- Quoted passage -

|Comic & zine
Original 1960s underground cartoonist
Justin Green makes a living these days plying his craft as a signwriter
in California. Justin Green's Sign Game is a collection of single-page
strips that have appeared in Signs of The Times, the professional signwriters'
monthly magazine, over the last decade. Green obviously enjoys his work
both sign painting and cartooning and it shows, these strips manage to
combine the practical--technical hints, tricks of the trade, safety warnings,
small business advice and typography lessons--with anecdotes on how to deal
with and extract payment from clients, flamboyant self-promotion schemes,
and diatribes against the universally hated vinyl lettering. The onslaught
of computer generated lazer-cut vinyl lettering in dull typestyles is held
responsible for a decline in work for traditional signwriters. The Sign
Game obviously has a devoted readership in the sign industry--many strips
are based on tips and stories sent in by readers.
Looking back over a pile of previous
issues of Chris Ware's The Acme Novelty Library I realised that
the main reason I'd bought them was because they looked so interesting.
I'd cherished them for a couple of weeks before getting round to actually
reading the stories, they really are sumptuous visual novelties first and
foremost, top-grade Eye Candy to be sure--and should be enjoyed as such!

- Entries -
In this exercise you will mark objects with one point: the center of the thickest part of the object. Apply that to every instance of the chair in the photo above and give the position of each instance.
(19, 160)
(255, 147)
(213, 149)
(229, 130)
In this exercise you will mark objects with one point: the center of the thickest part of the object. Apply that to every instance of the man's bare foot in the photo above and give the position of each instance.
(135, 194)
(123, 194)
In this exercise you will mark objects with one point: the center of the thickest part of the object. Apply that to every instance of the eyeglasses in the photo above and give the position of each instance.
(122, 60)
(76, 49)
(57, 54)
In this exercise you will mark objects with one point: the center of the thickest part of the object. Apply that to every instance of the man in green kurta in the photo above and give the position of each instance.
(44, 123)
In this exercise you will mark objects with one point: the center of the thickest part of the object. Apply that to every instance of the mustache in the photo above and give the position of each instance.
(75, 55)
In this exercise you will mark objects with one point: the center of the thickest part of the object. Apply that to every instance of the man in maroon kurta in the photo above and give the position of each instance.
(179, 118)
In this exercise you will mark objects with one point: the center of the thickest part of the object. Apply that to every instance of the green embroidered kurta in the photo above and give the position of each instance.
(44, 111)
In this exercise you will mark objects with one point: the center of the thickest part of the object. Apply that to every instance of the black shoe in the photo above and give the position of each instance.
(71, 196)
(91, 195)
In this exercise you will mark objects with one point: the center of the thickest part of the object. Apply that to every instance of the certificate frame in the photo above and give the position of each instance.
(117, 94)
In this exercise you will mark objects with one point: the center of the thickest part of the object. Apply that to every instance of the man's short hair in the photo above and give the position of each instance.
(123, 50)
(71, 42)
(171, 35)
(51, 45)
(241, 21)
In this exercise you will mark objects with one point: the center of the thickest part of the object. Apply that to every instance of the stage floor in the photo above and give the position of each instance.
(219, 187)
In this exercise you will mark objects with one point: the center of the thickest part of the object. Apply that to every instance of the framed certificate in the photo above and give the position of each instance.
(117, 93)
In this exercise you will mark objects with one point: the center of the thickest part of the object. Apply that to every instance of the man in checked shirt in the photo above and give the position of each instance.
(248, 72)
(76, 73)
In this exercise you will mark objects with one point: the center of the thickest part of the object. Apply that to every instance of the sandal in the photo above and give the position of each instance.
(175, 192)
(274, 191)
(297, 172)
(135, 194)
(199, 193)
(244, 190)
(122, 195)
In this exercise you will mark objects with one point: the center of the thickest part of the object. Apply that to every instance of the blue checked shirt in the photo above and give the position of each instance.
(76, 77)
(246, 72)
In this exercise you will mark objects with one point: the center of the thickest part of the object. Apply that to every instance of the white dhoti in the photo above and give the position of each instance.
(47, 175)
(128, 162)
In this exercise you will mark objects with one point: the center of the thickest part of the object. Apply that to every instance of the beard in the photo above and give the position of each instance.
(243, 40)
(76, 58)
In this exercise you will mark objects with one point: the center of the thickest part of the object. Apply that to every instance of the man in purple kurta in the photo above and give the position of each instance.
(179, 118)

- Work to do -
1) Which publications does the comic and zine review name by title?
2) Return the part of the comic and zine review that begins with the words containing "I'd cherished them" and ends with "enjoyed as such!".

- Exercise answers -
1)
Justin Green's Sign Game
Signs of The Times
The Acme Novelty Library

2)
I'd cherished them for a couple of weeks before getting round to actually
reading the stories, they really are sumptuous visual novelties first and
foremost, top-grade Eye Candy to be sure--and should be enjoyed as such!